What needs to be done: What you return must match the records exactly.

### Exercise data ###

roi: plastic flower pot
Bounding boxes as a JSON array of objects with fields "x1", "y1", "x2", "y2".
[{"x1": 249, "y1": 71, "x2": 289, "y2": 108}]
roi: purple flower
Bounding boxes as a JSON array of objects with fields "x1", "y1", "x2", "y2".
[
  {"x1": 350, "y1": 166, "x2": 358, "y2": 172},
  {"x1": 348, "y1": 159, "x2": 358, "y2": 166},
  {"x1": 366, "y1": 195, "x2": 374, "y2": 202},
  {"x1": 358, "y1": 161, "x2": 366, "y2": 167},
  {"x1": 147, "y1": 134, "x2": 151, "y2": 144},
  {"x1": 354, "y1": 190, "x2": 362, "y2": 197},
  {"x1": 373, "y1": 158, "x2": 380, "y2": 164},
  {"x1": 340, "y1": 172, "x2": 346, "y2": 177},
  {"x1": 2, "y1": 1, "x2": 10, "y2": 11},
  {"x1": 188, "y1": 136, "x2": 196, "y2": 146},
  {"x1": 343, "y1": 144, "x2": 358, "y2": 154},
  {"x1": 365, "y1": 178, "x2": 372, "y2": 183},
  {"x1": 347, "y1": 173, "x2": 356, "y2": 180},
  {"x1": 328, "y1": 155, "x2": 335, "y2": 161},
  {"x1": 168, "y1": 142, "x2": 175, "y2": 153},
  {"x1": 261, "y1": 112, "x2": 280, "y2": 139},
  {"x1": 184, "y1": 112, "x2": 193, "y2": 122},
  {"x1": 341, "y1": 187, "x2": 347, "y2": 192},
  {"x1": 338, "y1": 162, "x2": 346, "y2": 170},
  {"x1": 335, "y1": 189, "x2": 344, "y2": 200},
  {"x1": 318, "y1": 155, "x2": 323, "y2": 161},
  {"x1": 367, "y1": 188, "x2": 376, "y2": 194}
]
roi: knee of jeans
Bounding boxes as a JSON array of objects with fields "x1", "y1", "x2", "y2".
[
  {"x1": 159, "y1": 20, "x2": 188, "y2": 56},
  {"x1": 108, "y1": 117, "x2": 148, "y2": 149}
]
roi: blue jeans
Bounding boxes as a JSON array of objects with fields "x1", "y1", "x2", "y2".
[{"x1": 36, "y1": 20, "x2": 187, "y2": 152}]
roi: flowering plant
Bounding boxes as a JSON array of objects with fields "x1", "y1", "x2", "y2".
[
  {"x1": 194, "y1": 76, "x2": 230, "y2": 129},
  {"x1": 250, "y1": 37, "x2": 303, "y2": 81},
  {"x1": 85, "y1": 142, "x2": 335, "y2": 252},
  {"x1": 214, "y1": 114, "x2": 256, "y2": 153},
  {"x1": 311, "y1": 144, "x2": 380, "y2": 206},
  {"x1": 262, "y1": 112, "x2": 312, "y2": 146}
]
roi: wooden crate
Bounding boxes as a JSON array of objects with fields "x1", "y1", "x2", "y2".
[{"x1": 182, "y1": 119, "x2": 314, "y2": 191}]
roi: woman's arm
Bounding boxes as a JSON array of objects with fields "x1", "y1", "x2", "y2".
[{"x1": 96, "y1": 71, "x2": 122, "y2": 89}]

###

Result below:
roi: plastic flower pot
Bounding boxes as a JSON array of objects with fields "x1", "y1", "x2", "y2".
[{"x1": 249, "y1": 71, "x2": 289, "y2": 108}]
roi: purple flower
Bounding boxes as a JSON array of objects with fields "x1", "y1", "x2", "y2".
[
  {"x1": 350, "y1": 166, "x2": 358, "y2": 172},
  {"x1": 348, "y1": 159, "x2": 358, "y2": 166},
  {"x1": 366, "y1": 195, "x2": 374, "y2": 202},
  {"x1": 358, "y1": 161, "x2": 366, "y2": 167},
  {"x1": 147, "y1": 134, "x2": 151, "y2": 144},
  {"x1": 354, "y1": 190, "x2": 362, "y2": 197},
  {"x1": 373, "y1": 158, "x2": 380, "y2": 164},
  {"x1": 340, "y1": 172, "x2": 346, "y2": 177},
  {"x1": 2, "y1": 1, "x2": 10, "y2": 11},
  {"x1": 188, "y1": 136, "x2": 196, "y2": 146},
  {"x1": 343, "y1": 144, "x2": 358, "y2": 154},
  {"x1": 365, "y1": 178, "x2": 372, "y2": 183},
  {"x1": 347, "y1": 173, "x2": 356, "y2": 180},
  {"x1": 328, "y1": 155, "x2": 335, "y2": 161},
  {"x1": 168, "y1": 142, "x2": 175, "y2": 153},
  {"x1": 261, "y1": 112, "x2": 280, "y2": 139},
  {"x1": 184, "y1": 112, "x2": 193, "y2": 122},
  {"x1": 341, "y1": 187, "x2": 347, "y2": 192},
  {"x1": 338, "y1": 162, "x2": 346, "y2": 170},
  {"x1": 335, "y1": 189, "x2": 344, "y2": 200},
  {"x1": 318, "y1": 155, "x2": 323, "y2": 161},
  {"x1": 367, "y1": 188, "x2": 376, "y2": 194}
]
roi: knee of jeans
Bounding boxes as a JSON array of objects with fields "x1", "y1", "x2", "y2".
[
  {"x1": 159, "y1": 20, "x2": 188, "y2": 56},
  {"x1": 108, "y1": 117, "x2": 148, "y2": 149}
]
roi: blue jeans
Bounding boxes as a JSON array of objects with fields "x1", "y1", "x2", "y2".
[{"x1": 36, "y1": 20, "x2": 187, "y2": 152}]
roi: flowering plant
Bounding boxes as a JSON array of objects with fields "x1", "y1", "x2", "y2".
[
  {"x1": 194, "y1": 76, "x2": 230, "y2": 129},
  {"x1": 250, "y1": 37, "x2": 303, "y2": 81},
  {"x1": 85, "y1": 142, "x2": 335, "y2": 252},
  {"x1": 214, "y1": 114, "x2": 256, "y2": 153},
  {"x1": 311, "y1": 144, "x2": 380, "y2": 206},
  {"x1": 262, "y1": 112, "x2": 312, "y2": 146}
]
roi: wooden crate
Bounding boxes as a JSON array of objects with fields "x1", "y1", "x2", "y2".
[{"x1": 182, "y1": 119, "x2": 314, "y2": 191}]
roi: woman's arm
Bounding boxes as a JSON array of objects with fields "x1", "y1", "x2", "y2".
[{"x1": 96, "y1": 71, "x2": 122, "y2": 89}]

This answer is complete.